→ DATA:
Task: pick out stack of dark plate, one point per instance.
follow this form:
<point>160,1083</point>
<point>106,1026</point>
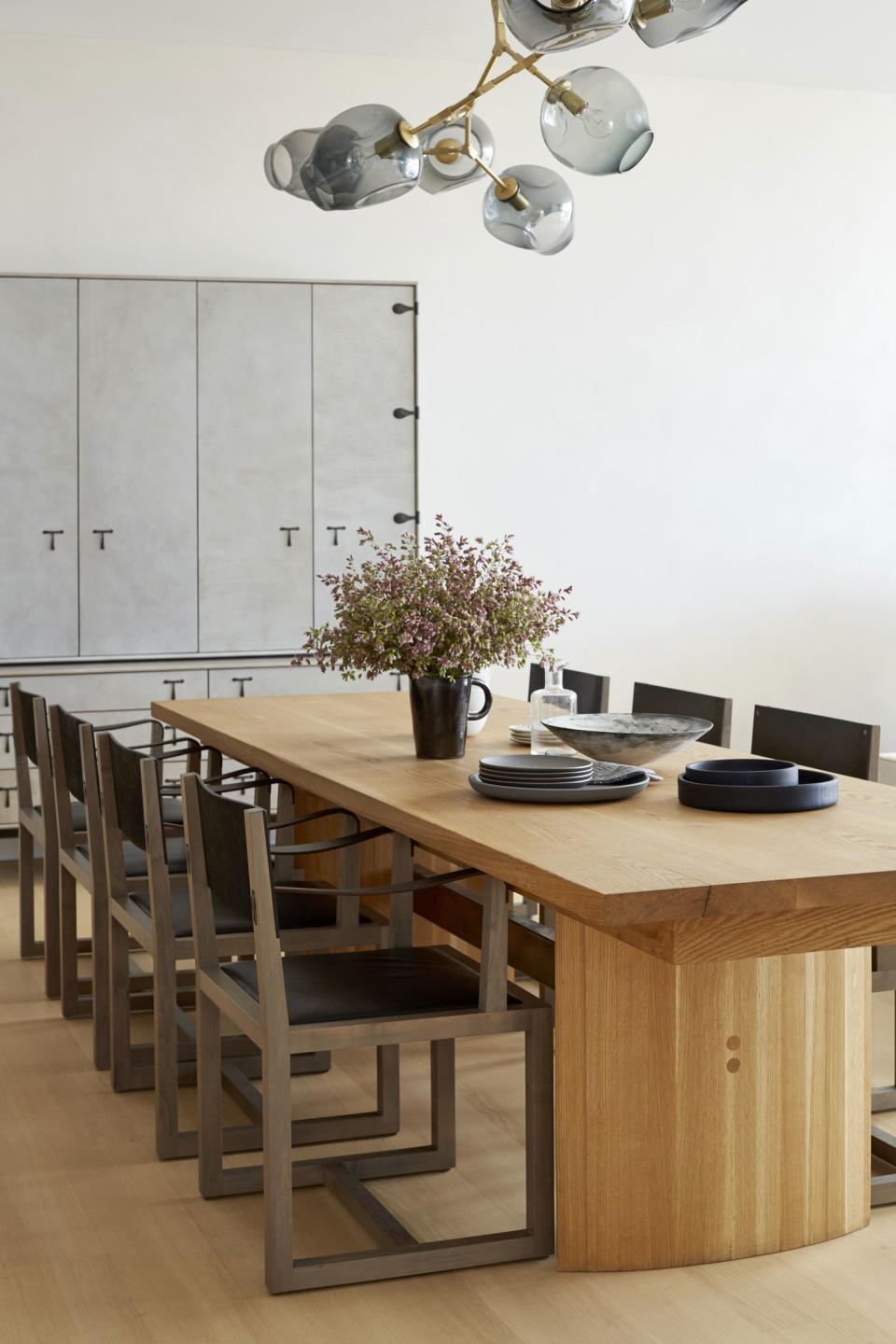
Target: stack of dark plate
<point>757,785</point>
<point>553,778</point>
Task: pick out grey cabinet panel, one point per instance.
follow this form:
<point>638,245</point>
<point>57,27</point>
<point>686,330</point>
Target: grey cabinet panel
<point>254,467</point>
<point>137,371</point>
<point>364,457</point>
<point>38,468</point>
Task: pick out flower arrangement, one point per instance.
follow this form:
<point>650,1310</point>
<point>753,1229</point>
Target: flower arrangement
<point>445,610</point>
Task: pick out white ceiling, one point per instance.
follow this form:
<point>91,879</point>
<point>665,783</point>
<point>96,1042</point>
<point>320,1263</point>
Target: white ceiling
<point>834,43</point>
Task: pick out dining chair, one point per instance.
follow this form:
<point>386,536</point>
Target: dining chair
<point>817,741</point>
<point>664,699</point>
<point>158,921</point>
<point>36,830</point>
<point>81,857</point>
<point>345,1001</point>
<point>593,693</point>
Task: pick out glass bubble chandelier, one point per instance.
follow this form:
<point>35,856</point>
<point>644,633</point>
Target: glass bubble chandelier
<point>593,119</point>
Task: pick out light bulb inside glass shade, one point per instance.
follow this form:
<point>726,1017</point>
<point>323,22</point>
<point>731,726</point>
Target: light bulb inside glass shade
<point>539,217</point>
<point>610,133</point>
<point>361,158</point>
<point>685,19</point>
<point>558,24</point>
<point>284,161</point>
<point>445,165</point>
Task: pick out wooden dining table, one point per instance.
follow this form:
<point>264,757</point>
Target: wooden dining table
<point>712,974</point>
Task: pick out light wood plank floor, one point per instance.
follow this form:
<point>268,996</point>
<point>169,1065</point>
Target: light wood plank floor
<point>101,1243</point>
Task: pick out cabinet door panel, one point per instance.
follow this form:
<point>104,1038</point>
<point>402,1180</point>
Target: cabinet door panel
<point>137,369</point>
<point>364,457</point>
<point>306,680</point>
<point>254,467</point>
<point>38,468</point>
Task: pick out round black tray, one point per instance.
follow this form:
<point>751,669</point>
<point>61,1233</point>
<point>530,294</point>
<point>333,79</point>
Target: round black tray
<point>747,772</point>
<point>816,790</point>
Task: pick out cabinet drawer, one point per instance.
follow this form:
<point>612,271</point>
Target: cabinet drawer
<point>9,796</point>
<point>287,680</point>
<point>81,693</point>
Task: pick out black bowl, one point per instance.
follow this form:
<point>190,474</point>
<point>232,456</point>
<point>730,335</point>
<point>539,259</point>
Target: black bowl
<point>752,772</point>
<point>814,790</point>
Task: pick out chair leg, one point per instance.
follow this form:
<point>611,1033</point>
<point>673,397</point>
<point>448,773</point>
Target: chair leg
<point>69,943</point>
<point>278,1169</point>
<point>27,946</point>
<point>119,1005</point>
<point>211,1112</point>
<point>51,917</point>
<point>539,1132</point>
<point>442,1102</point>
<point>165,1056</point>
<point>101,974</point>
<point>388,1087</point>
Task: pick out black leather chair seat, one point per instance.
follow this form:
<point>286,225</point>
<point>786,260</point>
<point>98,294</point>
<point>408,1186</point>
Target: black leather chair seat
<point>296,912</point>
<point>136,858</point>
<point>172,813</point>
<point>385,983</point>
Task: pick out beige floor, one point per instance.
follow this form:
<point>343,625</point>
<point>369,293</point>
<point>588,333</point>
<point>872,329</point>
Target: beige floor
<point>101,1243</point>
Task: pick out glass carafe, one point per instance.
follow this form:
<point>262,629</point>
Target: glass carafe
<point>553,702</point>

→ WHAT IS EXPECTED:
The data is to be restated word for word, with any pictures set aside.

→ SOLUTION FOR THIS TASK:
Task: pick out stack of dark plate, one point per instance.
follow this form:
<point>160,1083</point>
<point>106,1026</point>
Target: stack of dark plate
<point>757,785</point>
<point>553,778</point>
Task: pick out grey cabinet panel, one point per instance.
follow this form:
<point>638,245</point>
<point>57,27</point>
<point>686,330</point>
Target: grey cabinet panel
<point>254,467</point>
<point>137,371</point>
<point>364,457</point>
<point>38,468</point>
Task: pick out flower arrangement, one point per instance.
follow this form:
<point>650,1310</point>
<point>753,1229</point>
Target: flower arrangement
<point>445,610</point>
Task: pick out white ceiling, one point per instance.
follow this form:
<point>91,879</point>
<point>665,783</point>
<point>96,1042</point>
<point>320,1263</point>
Target: white ceiling
<point>834,43</point>
Task: pick out dining chair, one point per instance.
follow this form:
<point>386,536</point>
Target: dining chair
<point>817,741</point>
<point>664,699</point>
<point>158,921</point>
<point>36,830</point>
<point>81,857</point>
<point>345,1001</point>
<point>593,693</point>
Task: pick out glass bubble chandelier, one point per instance.
follow this form:
<point>35,856</point>
<point>644,633</point>
Target: glass bubble chandelier
<point>593,119</point>
Task: pick out light bulb inside glass shade, one point per instance.
follow this form:
<point>726,1017</point>
<point>323,22</point>
<point>731,726</point>
Target: light bulb inside glass shade
<point>539,217</point>
<point>610,133</point>
<point>361,158</point>
<point>685,19</point>
<point>558,24</point>
<point>284,161</point>
<point>445,165</point>
Task: pick out wooden dining table, one point per instance.
follow this form:
<point>264,757</point>
Target: wooden dining table
<point>712,974</point>
Task: pick out light wood plank floor, one point per instance.
follow this form:
<point>268,996</point>
<point>169,1065</point>
Target: light wood plank floor
<point>101,1243</point>
Task: pick out cabinet door panel, one point per instance.
follow this form:
<point>104,1038</point>
<point>402,1180</point>
Target: cabinet door panel
<point>137,369</point>
<point>364,457</point>
<point>306,680</point>
<point>254,467</point>
<point>38,468</point>
Task: pick out round black tray, one point per instance.
follow this form:
<point>751,669</point>
<point>61,1233</point>
<point>530,294</point>
<point>333,79</point>
Target: round black tray
<point>747,772</point>
<point>816,790</point>
Task: pick out cabinet drawer, one point per instance.
follow this form:
<point>612,271</point>
Target: cabinet drawer
<point>9,796</point>
<point>287,680</point>
<point>81,693</point>
Task: pick out black bowl, one point per instance.
follow this form:
<point>190,474</point>
<point>232,456</point>
<point>730,335</point>
<point>539,259</point>
Target: black bowl
<point>752,772</point>
<point>814,790</point>
Task: pick out chair leg, one point per instance.
follow this form:
<point>611,1033</point>
<point>673,397</point>
<point>448,773</point>
Target: chair leg
<point>69,943</point>
<point>278,1169</point>
<point>27,946</point>
<point>119,1005</point>
<point>211,1112</point>
<point>51,917</point>
<point>539,1132</point>
<point>442,1102</point>
<point>165,1056</point>
<point>101,974</point>
<point>388,1087</point>
Task: pick out black leather chair seat, one point per instance.
follow this form:
<point>286,225</point>
<point>786,260</point>
<point>98,294</point>
<point>408,1186</point>
Target: black leather chair seat
<point>296,912</point>
<point>136,858</point>
<point>172,813</point>
<point>385,983</point>
Task: pick out beige floor, one point per instance.
follow this form:
<point>343,625</point>
<point>369,293</point>
<point>588,333</point>
<point>872,329</point>
Target: beige floor
<point>101,1243</point>
Task: pick out glass carafe, one point per instance.
follow this form:
<point>262,629</point>
Target: glass carafe
<point>553,702</point>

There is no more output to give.